SHORT EXERCISE | Your task is to return the span of lines beginning at the one with "query | rooftop ventilation unit" and ending at the last line of the data, exactly as it stands.

MATERIAL TO PROCESS |
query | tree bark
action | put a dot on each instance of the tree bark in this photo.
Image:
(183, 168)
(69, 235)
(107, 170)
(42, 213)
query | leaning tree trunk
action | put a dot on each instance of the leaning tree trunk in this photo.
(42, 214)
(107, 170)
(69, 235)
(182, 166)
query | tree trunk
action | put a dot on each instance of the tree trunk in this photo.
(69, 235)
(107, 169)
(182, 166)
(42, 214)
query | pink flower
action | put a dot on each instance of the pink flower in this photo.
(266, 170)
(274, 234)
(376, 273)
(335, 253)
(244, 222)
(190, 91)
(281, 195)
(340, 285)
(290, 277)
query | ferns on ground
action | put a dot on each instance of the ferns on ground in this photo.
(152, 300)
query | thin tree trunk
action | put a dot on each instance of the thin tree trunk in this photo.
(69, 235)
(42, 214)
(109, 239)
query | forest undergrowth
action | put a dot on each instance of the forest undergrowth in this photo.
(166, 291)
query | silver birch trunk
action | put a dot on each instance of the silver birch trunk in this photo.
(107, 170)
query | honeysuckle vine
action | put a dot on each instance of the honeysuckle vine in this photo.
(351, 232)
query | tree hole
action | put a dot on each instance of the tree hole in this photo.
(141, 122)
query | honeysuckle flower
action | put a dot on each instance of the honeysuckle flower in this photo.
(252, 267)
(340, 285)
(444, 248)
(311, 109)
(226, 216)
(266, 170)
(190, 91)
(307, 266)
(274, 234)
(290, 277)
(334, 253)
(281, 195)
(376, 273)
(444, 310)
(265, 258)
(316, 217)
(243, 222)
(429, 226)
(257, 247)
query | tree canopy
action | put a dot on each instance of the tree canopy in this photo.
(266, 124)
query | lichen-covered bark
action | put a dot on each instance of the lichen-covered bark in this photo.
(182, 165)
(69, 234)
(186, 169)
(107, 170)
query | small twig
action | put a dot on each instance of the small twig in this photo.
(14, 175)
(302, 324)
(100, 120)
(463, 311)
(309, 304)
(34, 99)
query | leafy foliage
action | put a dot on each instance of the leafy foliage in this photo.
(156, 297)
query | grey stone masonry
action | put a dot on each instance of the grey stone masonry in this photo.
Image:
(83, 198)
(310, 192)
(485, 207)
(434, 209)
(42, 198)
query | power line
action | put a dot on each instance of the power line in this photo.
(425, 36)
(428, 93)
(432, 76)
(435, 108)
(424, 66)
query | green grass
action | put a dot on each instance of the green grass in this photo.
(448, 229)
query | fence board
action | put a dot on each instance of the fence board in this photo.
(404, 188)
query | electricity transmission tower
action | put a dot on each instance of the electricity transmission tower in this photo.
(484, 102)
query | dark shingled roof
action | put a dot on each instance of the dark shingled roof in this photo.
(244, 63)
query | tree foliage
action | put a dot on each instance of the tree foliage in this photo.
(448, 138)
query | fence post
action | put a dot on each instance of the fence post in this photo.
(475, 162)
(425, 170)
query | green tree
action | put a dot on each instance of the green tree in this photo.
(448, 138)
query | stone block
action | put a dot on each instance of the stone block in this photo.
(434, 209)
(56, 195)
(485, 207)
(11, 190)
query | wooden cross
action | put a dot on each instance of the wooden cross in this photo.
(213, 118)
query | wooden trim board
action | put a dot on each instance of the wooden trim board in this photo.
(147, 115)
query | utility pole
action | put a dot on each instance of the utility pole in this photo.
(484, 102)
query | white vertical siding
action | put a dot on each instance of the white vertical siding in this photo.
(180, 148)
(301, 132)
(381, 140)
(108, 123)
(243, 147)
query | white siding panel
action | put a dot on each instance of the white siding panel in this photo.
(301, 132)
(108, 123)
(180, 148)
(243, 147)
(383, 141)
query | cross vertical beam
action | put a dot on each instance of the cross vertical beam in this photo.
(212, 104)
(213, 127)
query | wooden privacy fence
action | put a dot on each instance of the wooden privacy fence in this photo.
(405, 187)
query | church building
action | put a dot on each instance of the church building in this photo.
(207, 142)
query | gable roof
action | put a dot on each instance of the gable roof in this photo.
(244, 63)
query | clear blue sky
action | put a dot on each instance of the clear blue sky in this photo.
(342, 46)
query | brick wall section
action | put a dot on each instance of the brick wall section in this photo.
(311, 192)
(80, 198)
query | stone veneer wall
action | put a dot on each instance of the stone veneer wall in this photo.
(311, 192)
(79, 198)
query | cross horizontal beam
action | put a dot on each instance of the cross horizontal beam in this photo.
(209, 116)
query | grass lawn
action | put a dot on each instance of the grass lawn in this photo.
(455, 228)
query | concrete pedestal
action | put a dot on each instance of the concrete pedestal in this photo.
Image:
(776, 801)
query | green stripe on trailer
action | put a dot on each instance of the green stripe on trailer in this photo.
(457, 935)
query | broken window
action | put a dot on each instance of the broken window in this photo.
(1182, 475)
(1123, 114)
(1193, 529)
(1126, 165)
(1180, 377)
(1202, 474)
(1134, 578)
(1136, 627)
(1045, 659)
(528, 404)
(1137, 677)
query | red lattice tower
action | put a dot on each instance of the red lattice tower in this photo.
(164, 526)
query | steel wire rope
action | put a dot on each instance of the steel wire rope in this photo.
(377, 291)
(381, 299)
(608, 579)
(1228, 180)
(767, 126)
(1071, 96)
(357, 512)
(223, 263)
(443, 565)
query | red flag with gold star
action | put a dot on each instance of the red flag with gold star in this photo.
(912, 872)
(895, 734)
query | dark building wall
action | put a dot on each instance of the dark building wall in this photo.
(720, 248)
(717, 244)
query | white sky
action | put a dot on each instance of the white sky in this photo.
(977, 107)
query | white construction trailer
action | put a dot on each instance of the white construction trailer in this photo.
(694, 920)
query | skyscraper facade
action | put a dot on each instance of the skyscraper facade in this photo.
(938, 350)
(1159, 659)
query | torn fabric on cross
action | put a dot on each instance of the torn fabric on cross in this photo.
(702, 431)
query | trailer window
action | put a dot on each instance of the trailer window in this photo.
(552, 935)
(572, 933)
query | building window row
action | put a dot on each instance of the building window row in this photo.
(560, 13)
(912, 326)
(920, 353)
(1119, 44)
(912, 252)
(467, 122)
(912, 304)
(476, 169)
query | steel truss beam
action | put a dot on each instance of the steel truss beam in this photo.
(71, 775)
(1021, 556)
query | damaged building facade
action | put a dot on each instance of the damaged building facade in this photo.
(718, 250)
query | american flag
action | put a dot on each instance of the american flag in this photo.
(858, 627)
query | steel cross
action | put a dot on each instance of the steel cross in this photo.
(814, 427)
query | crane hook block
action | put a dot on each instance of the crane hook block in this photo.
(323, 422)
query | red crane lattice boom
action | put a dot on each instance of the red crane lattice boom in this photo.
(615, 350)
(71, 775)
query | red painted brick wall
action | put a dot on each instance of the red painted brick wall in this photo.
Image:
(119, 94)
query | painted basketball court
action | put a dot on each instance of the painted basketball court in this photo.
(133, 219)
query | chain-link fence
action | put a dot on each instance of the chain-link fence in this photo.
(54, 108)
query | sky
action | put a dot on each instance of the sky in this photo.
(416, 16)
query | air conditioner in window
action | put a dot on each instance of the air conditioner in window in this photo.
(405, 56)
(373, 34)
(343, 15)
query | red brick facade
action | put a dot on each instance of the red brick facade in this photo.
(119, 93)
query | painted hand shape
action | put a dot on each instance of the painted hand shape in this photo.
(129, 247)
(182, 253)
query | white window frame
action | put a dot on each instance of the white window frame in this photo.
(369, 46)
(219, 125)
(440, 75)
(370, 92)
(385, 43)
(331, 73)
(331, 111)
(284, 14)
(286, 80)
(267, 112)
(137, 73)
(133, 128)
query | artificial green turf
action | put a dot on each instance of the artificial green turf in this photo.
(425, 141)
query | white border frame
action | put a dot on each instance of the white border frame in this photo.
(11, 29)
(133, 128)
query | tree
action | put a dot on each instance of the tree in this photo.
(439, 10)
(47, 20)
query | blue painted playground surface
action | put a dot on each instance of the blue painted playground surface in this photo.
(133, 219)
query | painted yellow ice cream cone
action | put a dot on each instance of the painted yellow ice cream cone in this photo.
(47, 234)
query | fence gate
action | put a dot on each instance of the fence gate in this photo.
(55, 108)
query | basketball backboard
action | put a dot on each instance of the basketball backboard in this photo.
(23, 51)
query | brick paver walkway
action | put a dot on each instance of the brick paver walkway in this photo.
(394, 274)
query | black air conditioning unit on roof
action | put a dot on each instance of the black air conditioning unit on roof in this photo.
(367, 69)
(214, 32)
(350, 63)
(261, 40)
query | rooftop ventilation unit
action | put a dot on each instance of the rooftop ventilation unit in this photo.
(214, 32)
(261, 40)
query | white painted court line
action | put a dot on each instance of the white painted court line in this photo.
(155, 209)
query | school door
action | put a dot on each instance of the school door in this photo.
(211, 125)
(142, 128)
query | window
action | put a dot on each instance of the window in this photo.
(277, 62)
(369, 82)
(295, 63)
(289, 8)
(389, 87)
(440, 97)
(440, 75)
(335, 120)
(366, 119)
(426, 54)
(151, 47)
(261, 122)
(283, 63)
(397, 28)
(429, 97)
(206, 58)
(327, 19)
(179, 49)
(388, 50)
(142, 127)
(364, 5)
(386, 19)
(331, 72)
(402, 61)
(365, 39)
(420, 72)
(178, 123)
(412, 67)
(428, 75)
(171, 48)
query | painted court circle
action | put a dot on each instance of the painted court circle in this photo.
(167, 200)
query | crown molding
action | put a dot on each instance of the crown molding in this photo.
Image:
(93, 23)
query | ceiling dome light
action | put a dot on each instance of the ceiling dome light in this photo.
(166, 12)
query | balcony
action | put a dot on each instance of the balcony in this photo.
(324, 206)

THE ANSWER |
query | rooftop ventilation unit
action | put a dot on each instance of the rooftop ventilation unit in this photo.
(214, 32)
(261, 40)
query | white painted court line
action | put a dot on each instance of the white painted court line in this photo.
(155, 209)
query | school door
action | put a dot on each instance of the school door in this photo.
(211, 125)
(142, 128)
query | window
action | put a dot on each instance of the window in this photo.
(277, 62)
(369, 82)
(295, 63)
(289, 8)
(389, 87)
(440, 97)
(440, 75)
(335, 120)
(366, 119)
(426, 54)
(151, 47)
(261, 122)
(283, 63)
(397, 28)
(429, 97)
(206, 58)
(327, 19)
(179, 49)
(388, 50)
(142, 127)
(364, 5)
(386, 19)
(331, 72)
(402, 61)
(365, 39)
(420, 72)
(178, 123)
(412, 67)
(428, 75)
(171, 48)
query | painted court circle
action | put a dot on each instance of the painted court circle in this photo.
(167, 200)
query | crown molding
action | put a dot on each instance of the crown molding in this photo.
Image:
(93, 23)
query | ceiling dome light
action | put a dot on each instance of the ceiling dome light in this photo.
(166, 12)
query | balcony
action | put a dot on each instance of the balcony in this photo.
(324, 206)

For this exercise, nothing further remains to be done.